### Prompt
Write out the lines of the records below word for word, omitting the pictures.

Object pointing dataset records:
########
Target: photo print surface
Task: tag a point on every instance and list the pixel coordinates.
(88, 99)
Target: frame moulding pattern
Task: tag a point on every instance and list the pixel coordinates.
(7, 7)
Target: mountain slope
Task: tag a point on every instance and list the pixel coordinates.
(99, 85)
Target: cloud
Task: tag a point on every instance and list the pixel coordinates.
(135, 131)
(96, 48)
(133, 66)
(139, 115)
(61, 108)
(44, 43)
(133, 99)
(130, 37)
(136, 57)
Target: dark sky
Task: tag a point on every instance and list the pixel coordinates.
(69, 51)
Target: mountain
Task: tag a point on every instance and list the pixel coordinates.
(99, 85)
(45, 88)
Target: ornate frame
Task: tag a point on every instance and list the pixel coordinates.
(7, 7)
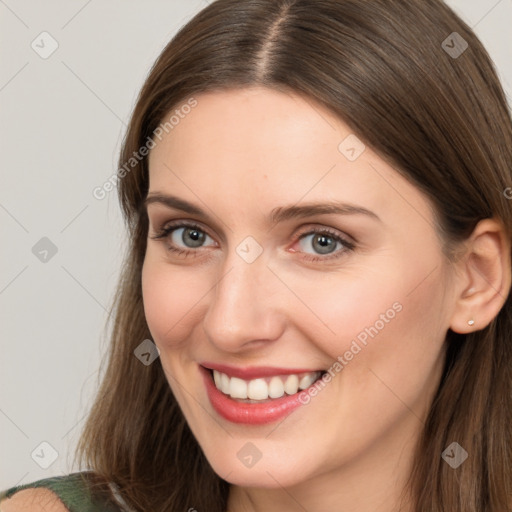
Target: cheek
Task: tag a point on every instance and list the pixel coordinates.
(170, 296)
(379, 313)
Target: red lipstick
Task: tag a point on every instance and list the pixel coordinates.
(244, 412)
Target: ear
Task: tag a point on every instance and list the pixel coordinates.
(484, 277)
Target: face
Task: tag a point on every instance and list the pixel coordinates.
(288, 253)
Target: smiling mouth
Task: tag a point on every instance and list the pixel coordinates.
(264, 389)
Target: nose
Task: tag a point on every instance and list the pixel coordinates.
(243, 309)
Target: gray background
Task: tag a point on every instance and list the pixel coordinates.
(62, 122)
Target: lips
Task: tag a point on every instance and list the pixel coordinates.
(260, 393)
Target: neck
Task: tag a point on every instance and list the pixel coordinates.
(371, 481)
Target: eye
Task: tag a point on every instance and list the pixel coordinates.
(183, 238)
(322, 244)
(188, 236)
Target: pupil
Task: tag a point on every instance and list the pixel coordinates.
(323, 244)
(192, 237)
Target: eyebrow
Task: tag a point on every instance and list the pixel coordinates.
(279, 214)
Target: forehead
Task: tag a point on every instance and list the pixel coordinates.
(263, 148)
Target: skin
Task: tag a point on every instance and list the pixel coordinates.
(238, 155)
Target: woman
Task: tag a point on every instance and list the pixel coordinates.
########
### Result of the exercise
Target: photo print surface
Task: tag a point on every instance and list the pixel coordinates.
(88, 99)
Target: frame moulding pattern
Task: tag a point on every instance and list the pixel coordinates.
(7, 7)
Target: mountain slope
Task: tag a point on every instance and list the pixel coordinates.
(99, 85)
Target: cloud
Task: tag a point on every instance and list the pixel coordinates.
(135, 131)
(96, 48)
(133, 66)
(139, 115)
(61, 108)
(44, 43)
(133, 99)
(130, 37)
(136, 57)
Target: dark sky
Task: tag a point on every instance and list the pixel coordinates.
(69, 51)
Target: mountain
Task: tag a point on every instance and list the pixel coordinates.
(99, 85)
(45, 88)
Target: ornate frame
Task: tag a point on every instance and list the pixel coordinates.
(7, 7)
Target: cheek
Task: tag a point on every instance and list the pixel coordinates.
(170, 296)
(379, 313)
Target: red lipstick
Task: tag a point on every instance and list the pixel coordinates.
(244, 412)
Target: ear
Task: tag a point on every instance and list the pixel coordinates.
(484, 277)
Target: face
Task: tag a point on every instance and list the pixel coordinates.
(288, 253)
Target: smiling mouth
Task: tag a point on every instance and list the pixel coordinates.
(264, 389)
Target: nose
Task: tag a point on every instance and list the pixel coordinates.
(243, 309)
Target: gray background
Task: tag a point on every instance and list the pixel coordinates.
(62, 122)
Target: lips
Task: tag a point on every instance and list the pixel coordinates.
(260, 393)
Target: neck
Task: tag a point on every instance and list the pixel coordinates.
(371, 481)
Target: eye
Task: tag a point on every instance and list the pixel coordinates.
(183, 238)
(322, 244)
(188, 236)
Target: pupil
Task: tag a point on every instance and list the pixel coordinates.
(323, 244)
(192, 237)
Target: eyebrow
Task: tag a point on every instance and list the pixel coordinates.
(279, 214)
Target: forehead
Task: tag a point on every instance and list the pixel coordinates.
(263, 148)
Target: skin
Task: tag a point on every instance and list the pixel coordinates.
(238, 155)
Target: woman
Task: tag a point on every instance and list the pixel coordinates.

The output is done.